What the task requires:
Each entry below is to be written out exactly, and the pictures are to be left out.
------------------------
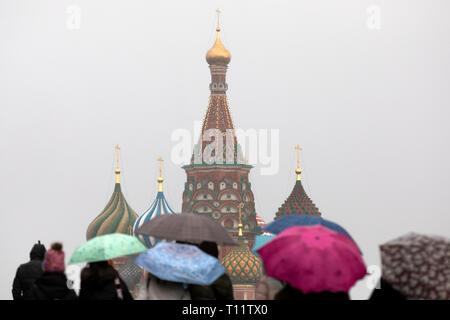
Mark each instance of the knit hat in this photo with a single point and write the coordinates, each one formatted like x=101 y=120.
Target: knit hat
x=54 y=259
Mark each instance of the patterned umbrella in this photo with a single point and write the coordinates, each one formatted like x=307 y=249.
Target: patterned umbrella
x=107 y=247
x=260 y=241
x=181 y=263
x=187 y=227
x=313 y=259
x=418 y=266
x=281 y=224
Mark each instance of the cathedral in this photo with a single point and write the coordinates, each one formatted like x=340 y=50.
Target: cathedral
x=217 y=185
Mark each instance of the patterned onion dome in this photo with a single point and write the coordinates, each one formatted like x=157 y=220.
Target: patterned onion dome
x=298 y=201
x=117 y=217
x=260 y=221
x=158 y=207
x=131 y=273
x=242 y=265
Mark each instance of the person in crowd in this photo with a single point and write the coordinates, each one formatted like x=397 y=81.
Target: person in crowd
x=221 y=289
x=386 y=292
x=158 y=289
x=27 y=273
x=290 y=293
x=100 y=281
x=267 y=287
x=52 y=284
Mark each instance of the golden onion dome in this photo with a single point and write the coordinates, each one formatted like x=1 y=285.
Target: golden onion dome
x=218 y=55
x=242 y=265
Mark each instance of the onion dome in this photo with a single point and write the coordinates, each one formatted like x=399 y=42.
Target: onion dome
x=158 y=207
x=117 y=216
x=298 y=201
x=218 y=55
x=131 y=273
x=241 y=264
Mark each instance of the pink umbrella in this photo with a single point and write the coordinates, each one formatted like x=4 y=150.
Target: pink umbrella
x=313 y=259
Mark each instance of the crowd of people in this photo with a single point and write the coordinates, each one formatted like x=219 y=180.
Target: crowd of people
x=43 y=278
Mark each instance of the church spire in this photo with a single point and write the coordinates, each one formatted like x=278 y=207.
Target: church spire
x=240 y=234
x=160 y=179
x=117 y=171
x=298 y=171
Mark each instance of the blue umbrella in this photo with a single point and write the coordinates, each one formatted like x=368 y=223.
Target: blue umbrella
x=288 y=221
x=261 y=241
x=180 y=263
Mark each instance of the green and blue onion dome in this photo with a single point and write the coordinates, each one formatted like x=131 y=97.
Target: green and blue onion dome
x=159 y=207
x=116 y=217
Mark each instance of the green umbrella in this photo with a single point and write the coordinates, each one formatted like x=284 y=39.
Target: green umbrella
x=107 y=247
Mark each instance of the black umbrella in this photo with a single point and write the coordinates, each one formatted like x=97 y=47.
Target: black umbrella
x=186 y=227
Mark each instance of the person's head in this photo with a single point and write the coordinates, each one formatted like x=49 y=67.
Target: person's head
x=290 y=293
x=37 y=252
x=209 y=248
x=54 y=259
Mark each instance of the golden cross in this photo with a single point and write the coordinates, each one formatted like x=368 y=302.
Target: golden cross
x=117 y=155
x=160 y=164
x=218 y=16
x=297 y=147
x=240 y=206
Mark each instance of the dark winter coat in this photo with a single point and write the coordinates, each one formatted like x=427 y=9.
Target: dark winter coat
x=386 y=292
x=52 y=286
x=98 y=283
x=27 y=273
x=290 y=293
x=221 y=289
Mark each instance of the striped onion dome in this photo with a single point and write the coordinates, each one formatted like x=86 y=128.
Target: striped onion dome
x=117 y=217
x=158 y=207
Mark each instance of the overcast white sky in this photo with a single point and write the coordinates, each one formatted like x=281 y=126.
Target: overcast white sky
x=369 y=107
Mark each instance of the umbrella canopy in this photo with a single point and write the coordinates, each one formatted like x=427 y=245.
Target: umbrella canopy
x=181 y=263
x=281 y=224
x=313 y=259
x=418 y=266
x=291 y=220
x=186 y=227
x=261 y=241
x=107 y=247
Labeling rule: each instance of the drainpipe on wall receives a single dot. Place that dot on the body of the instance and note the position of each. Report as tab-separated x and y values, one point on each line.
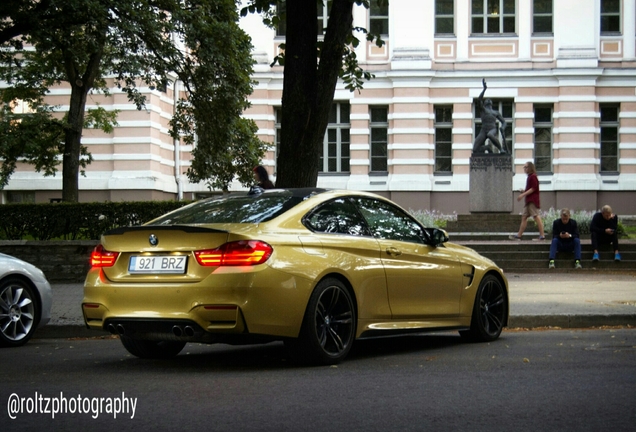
177	148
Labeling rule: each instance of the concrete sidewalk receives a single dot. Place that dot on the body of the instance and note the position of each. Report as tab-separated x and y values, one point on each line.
566	300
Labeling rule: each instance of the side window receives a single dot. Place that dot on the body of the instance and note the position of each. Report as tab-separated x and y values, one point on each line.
339	216
389	222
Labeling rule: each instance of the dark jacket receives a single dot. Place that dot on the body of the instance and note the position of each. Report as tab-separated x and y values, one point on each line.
600	224
571	227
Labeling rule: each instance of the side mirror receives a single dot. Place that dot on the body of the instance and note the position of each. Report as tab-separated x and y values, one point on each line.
438	236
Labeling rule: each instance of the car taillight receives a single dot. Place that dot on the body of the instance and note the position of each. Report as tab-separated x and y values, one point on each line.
100	257
238	253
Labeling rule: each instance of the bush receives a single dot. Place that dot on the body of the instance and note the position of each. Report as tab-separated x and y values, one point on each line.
76	221
432	218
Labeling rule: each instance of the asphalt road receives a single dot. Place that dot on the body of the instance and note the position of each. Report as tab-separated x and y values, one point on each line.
537	380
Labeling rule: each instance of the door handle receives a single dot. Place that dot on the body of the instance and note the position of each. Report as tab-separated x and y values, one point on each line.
393	251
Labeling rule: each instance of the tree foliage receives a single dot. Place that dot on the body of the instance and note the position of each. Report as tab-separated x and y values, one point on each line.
88	44
313	64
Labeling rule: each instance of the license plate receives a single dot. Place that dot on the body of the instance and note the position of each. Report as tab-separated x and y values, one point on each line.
157	264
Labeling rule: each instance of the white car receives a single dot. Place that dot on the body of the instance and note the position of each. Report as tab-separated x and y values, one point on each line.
25	300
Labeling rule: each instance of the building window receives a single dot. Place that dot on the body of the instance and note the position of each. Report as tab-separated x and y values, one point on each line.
379	17
281	25
610	16
444	17
323	15
493	16
504	106
443	139
542	16
609	138
379	138
335	156
543	138
277	134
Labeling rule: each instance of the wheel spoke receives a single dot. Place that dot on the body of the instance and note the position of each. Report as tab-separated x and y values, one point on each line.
343	318
3	305
336	339
16	296
25	302
335	296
------------------------
Final answer:
Mark each instance of the knit hat in this photo with a single point and write the coordinates, each one formatted like x=101 y=120.
Target: knit hat
x=54 y=259
Mark each instance of the patterned umbrella in this photo with a single point and write the coordinates, each one formatted like x=307 y=249.
Target: patterned umbrella
x=107 y=247
x=260 y=241
x=181 y=263
x=187 y=227
x=313 y=259
x=418 y=266
x=281 y=224
Mark each instance of the cathedral in this photo with a single point and write the coordinates, each one formatted like x=340 y=50.
Target: cathedral
x=217 y=185
Mark each instance of the patterned onion dome in this photo with a single point and write the coordinates, each one formatted like x=157 y=220.
Target: patterned onion dome
x=298 y=201
x=117 y=217
x=260 y=221
x=158 y=207
x=131 y=273
x=242 y=265
Mark each instance of the person in crowd in this photo with a single point and write the coordinates, each one formatted like x=397 y=81.
Target: person in crowd
x=221 y=289
x=386 y=292
x=158 y=289
x=27 y=273
x=290 y=293
x=100 y=281
x=267 y=287
x=52 y=284
Mark each instance of the golden onion dome in this photo with a single point and write the coordinates, each one formatted like x=1 y=285.
Target: golden onion dome
x=218 y=55
x=242 y=265
Mark each instance of the onion dome in this photo with a single point and write the coordinates, each one formatted like x=399 y=42.
Target: onion dome
x=158 y=207
x=117 y=216
x=298 y=201
x=218 y=55
x=131 y=273
x=241 y=264
Mark each instance of the pink umbrella in this photo with a single point and write the coordinates, each one formatted like x=4 y=150.
Target: pink umbrella
x=313 y=259
Mark each instance of the crowd of people in this photo with a single point and write the coordinates, each one formatted like x=219 y=180.
Target: crowd of people
x=43 y=278
Mark each instance of the church spire in this photo with a single point and write the coordinates, each one formatted like x=278 y=207.
Target: church spire
x=240 y=234
x=160 y=179
x=117 y=171
x=298 y=171
Mark each instance of the blue umbrella in this photo with a single point and write the coordinates, each one formatted like x=368 y=223.
Target: blue umbrella
x=288 y=221
x=261 y=241
x=180 y=263
Mark each instance of the green and blue onion dome in this photo with a single point and write the coordinates, each one formatted like x=131 y=97.
Target: green and blue onion dome
x=159 y=207
x=116 y=217
Mark each instance of the green umbrella in this photo with a single point and write the coordinates, each one formatted like x=284 y=39.
Target: green umbrella
x=107 y=247
Mark each instance of the black umbrella in this photo with a single point and write the coordinates, each one formatted like x=97 y=47.
Target: black umbrella
x=186 y=227
Mark each instance of the person's head in this photo with a single point and write the coordinates, each one formatted like x=49 y=67.
Target: person's head
x=290 y=293
x=37 y=252
x=209 y=248
x=54 y=259
Mark each instance of the golden cross in this photo with a single point and write the coordinates, each one formatted like x=368 y=302.
Target: golden cross
x=117 y=155
x=160 y=164
x=218 y=16
x=297 y=147
x=240 y=206
Mark each instance of the dark winter coat in this photo with a single point and write the coordinates, each one formatted like x=427 y=9.
Target: dark winter coat
x=386 y=292
x=52 y=286
x=98 y=283
x=27 y=273
x=290 y=293
x=221 y=289
Mark each instance of the striped onion dome in this photo with a single point and write the coordinates, each one formatted like x=86 y=128.
Target: striped onion dome
x=117 y=217
x=158 y=207
Mark each instance of the overcast white sky in this photo with a single point and write the coordinates, each one formatted like x=281 y=126.
Target: overcast white sky
x=369 y=107
Mark each instance of the umbrella canopy in this photo with a single point and write the coordinates, each one formatted like x=427 y=245.
Target: umbrella canopy
x=181 y=263
x=281 y=224
x=313 y=259
x=418 y=266
x=291 y=220
x=186 y=227
x=261 y=241
x=107 y=247
Labeling rule: each instance of the drainpipe on wall receives a single dot. Place that dot on the body of the instance and note the position of each. Report as tab-separated x and y values, one point on each line.
177	148
Labeling rule: each instance of the concrete sidewalk receives a single dot. Place that dot on the body of the instance and note the position of each. Report as tab-separated x and y values, one point on each line.
566	300
Labeling rule: each instance of the side window receives a single dot. Place that dot on the body of the instance and note the position of each. Report as tab-separated x and y values, one point on each line.
339	216
389	222
Labeling rule: each instance of the dark jacket receives a single dot. Place that dot on the body of the instance and note the position of each. Report as tab-separated x and y values, one point on each line.
600	224
571	227
Labeling rule: each instance of the side mirror receives a single dot. Place that dot on the body of the instance and note the position of each. Report as tab-separated x and y values, one point on each line.
438	236
Labeling rule: each instance of the car taillight receives a single dot. Place that dot on the body of the instance and note the position of each. Report as tab-separated x and y values, one point on each line.
100	257
238	253
Labeling rule: each instance of the bush receives a single dot. Place that dot on the body of the instance and note the position of each. Report as tab-separated x and y values, one point on each line.
76	221
432	218
Labeling rule: each instance of the asphalt road receives a single dot. Place that dot on the body of the instance and note the position of each. Report as tab-separated x and y values, one point on each line.
537	380
Labeling rule: each instance of the door handle receives a single dot. Place that dot on the body of the instance and note the position of each. Report as tab-separated x and y values, one point on each line.
393	251
Labeling rule: each instance of the tree foliage receives a single dot. Place that dot on the body of the instance and note the position of each. Report as tab-separated x and y values, one point on each line.
88	44
313	64
Labeling rule: each instance of the license plate receives a single dot. Place that dot on the body of the instance and note the position of each. Report as tab-separated x and y values, one point on each line.
157	264
Labeling rule: each instance of the white car receives a single dot. Place that dot on the body of the instance and note the position of each. Report as tab-separated x and y values, one point on each line.
25	300
Labeling rule: each instance of the building window receives a single dot. Place that dot on the body of the instance and note the position of each. Report as tab-separated x and y values, one point on each line.
379	17
281	25
610	16
444	17
323	15
493	16
504	106
443	139
542	16
609	138
379	138
335	156
543	138
277	134
Labeling rule: each instance of the wheel spoke receives a single dot. Place that dot on the body of the instance and note the position of each. Report as tab-separated x and y values, one point on each line.
343	318
3	305
336	339
16	296
25	302
335	296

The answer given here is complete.